Kris Kobach Applying For Ralph Fiennes's Job In That One Movie, What Was It, 'Bucket List'
We're not terrified, you're terrified!
Kris Kobach -- the former Kansas secretary of state and 2018 Republican gubernatorial nominee who lost to a DEMOCRAT GIRL, in KANSAS -- went on Fox Business's "Lou Dobbs 60-Minute Hate" last night. There, he unveiled his simple three-step plan to end the "crisis" the Trump administration has created at the US-Mexico border. We'll assume the appearance was Kobach's job interview for the new position of "Border Czar" or "Immigration Czar" or "Obersturmbannführer" that Donald Trump is considering creating, to coordinate Trump's Deport Everyone policy across the several agencies that handle immigration. It's a terrific plan, involving the creation of "camps" at the border to "process" all the families seeking asylum.

| RECORD EXTRACTS |
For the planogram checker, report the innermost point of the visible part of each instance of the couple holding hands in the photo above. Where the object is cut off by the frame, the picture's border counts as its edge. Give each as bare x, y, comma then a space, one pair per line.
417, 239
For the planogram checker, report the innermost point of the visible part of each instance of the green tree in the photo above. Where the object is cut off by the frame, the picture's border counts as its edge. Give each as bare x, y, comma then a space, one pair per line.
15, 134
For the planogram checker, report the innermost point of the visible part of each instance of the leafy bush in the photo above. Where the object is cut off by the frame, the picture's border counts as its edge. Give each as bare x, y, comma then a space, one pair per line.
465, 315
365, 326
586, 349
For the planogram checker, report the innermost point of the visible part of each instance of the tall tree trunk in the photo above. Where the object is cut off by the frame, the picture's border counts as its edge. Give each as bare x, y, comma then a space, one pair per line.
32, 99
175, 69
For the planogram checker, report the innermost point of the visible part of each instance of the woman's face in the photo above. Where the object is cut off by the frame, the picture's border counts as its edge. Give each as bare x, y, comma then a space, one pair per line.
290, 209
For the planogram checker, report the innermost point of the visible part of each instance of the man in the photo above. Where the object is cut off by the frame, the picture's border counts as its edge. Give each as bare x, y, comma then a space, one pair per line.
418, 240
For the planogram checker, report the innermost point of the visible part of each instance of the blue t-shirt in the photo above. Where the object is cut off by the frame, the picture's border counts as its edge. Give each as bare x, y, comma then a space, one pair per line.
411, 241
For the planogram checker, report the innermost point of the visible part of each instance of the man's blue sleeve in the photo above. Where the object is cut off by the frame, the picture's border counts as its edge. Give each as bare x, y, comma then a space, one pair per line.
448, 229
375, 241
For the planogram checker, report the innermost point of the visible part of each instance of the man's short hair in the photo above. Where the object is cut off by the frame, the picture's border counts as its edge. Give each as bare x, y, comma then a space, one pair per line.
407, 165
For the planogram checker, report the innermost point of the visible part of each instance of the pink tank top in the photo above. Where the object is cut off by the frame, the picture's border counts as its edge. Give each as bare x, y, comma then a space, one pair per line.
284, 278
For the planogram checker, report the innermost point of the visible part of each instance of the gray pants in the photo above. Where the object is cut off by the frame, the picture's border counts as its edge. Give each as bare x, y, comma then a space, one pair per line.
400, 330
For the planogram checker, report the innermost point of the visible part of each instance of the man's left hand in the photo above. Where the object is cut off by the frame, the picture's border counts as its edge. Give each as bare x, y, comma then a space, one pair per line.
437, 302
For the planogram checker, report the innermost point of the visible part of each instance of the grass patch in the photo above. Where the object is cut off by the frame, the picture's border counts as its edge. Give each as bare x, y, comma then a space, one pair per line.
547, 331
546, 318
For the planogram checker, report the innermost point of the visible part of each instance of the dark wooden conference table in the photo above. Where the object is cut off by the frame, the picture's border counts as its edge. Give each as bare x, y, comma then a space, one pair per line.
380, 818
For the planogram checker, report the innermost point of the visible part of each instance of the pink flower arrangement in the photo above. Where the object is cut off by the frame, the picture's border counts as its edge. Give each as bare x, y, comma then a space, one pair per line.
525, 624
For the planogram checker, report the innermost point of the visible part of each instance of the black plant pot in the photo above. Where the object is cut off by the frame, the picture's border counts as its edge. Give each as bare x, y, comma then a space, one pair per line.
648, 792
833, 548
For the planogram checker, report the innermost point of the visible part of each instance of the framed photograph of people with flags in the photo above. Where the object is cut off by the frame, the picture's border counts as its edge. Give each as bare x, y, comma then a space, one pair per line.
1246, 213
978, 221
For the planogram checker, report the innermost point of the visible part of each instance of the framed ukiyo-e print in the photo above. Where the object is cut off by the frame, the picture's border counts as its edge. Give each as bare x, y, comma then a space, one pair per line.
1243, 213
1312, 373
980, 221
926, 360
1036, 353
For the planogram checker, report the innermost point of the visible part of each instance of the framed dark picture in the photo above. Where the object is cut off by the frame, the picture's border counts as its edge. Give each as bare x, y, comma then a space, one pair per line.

| SET TASK A |
Reproduce the part of the Kobach article above between "Kris Kobach Applying" and "families seeking asylum.", inclusive.
| SET TASK B |
Answer these questions using the Kobach article above:
(i) What state office did Kobach formerly hold?
(ii) On which network did he appear the previous night?
(iii) What does his plan propose to create at the border?

| CORRECT ANSWER A |
Kris Kobach Applying For Ralph Fiennes's Job In That One Movie, What Was It, 'Bucket List'
We're not terrified, you're terrified!
Kris Kobach -- the former Kansas secretary of state and 2018 Republican gubernatorial nominee who lost to a DEMOCRAT GIRL, in KANSAS -- went on Fox Business's "Lou Dobbs 60-Minute Hate" last night. There, he unveiled his simple three-step plan to end the "crisis" the Trump administration has created at the US-Mexico border. We'll assume the appearance was Kobach's job interview for the new position of "Border Czar" or "Immigration Czar" or "Obersturmbannführer" that Donald Trump is considering creating, to coordinate Trump's Deport Everyone policy across the several agencies that handle immigration. It's a terrific plan, involving the creation of "camps" at the border to "process" all the families seeking asylum.

| CORRECT ANSWER B |
(i) Kansas secretary of state
(ii) Fox Business
(iii) "Camps" to "process" all the families seeking asylum